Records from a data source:
★ ★ ★ ★ ★ ★ ★

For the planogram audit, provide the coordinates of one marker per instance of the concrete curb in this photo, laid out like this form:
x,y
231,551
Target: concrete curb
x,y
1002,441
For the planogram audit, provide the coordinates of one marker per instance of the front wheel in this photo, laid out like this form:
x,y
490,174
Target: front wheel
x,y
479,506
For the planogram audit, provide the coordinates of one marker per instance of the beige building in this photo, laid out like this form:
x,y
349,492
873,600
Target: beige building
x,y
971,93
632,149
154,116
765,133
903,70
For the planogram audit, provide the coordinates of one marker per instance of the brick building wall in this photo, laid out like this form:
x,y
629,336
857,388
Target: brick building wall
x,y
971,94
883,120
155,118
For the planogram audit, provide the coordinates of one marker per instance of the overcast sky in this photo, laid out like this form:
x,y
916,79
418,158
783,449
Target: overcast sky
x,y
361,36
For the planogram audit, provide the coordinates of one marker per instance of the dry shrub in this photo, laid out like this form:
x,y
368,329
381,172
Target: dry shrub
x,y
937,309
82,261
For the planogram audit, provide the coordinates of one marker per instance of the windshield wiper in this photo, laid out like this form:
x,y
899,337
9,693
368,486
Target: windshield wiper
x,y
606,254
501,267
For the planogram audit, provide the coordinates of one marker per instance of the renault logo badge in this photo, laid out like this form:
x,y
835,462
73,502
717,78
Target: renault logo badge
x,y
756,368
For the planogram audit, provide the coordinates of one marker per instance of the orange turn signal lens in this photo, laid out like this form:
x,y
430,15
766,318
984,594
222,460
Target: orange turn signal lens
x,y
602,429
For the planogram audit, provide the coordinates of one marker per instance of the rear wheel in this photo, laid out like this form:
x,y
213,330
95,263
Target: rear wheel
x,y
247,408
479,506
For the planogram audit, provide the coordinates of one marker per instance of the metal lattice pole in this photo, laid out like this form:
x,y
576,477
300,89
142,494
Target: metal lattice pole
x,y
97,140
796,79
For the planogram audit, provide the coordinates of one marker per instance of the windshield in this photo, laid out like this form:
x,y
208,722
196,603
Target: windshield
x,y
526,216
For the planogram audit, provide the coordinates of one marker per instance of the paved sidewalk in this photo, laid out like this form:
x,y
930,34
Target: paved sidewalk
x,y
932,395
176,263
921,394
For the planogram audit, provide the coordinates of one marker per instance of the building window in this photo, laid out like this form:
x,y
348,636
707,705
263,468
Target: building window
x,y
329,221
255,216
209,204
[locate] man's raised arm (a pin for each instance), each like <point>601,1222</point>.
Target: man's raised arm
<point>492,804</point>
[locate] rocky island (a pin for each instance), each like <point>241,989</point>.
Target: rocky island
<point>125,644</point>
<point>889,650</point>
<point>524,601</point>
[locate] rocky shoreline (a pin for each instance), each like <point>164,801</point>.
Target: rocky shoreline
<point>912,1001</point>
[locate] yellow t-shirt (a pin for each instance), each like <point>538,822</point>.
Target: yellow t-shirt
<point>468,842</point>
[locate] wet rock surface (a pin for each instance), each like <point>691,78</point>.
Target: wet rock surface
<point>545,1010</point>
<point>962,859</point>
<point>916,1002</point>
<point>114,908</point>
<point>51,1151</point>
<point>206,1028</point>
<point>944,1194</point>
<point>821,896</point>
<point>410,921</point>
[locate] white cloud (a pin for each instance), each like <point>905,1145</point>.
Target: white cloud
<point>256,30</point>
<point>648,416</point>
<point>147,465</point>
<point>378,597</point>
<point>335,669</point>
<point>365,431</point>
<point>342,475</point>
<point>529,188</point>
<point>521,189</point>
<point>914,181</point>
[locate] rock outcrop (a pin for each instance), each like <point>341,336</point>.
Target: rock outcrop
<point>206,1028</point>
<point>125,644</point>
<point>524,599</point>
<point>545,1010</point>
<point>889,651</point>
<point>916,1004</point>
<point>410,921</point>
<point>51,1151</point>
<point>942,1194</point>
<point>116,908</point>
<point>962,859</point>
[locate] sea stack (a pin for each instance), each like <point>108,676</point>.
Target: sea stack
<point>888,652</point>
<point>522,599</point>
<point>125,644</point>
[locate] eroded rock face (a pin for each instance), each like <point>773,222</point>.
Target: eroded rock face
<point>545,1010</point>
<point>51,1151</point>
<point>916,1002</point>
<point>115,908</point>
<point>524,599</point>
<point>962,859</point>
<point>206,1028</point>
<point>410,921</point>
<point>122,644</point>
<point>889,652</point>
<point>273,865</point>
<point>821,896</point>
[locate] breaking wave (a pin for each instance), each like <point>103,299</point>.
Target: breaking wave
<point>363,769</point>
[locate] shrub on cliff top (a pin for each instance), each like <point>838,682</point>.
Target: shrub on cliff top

★ ★ ★ ★ ★ ★ ★

• [ACTIVITY] Write out every line of the entries that holds the word "cliff".

• [SOLUTION TO THE PROBLEM]
[locate] shrub on cliff top (a pin for each instance), each like <point>838,682</point>.
Target: shrub on cliff top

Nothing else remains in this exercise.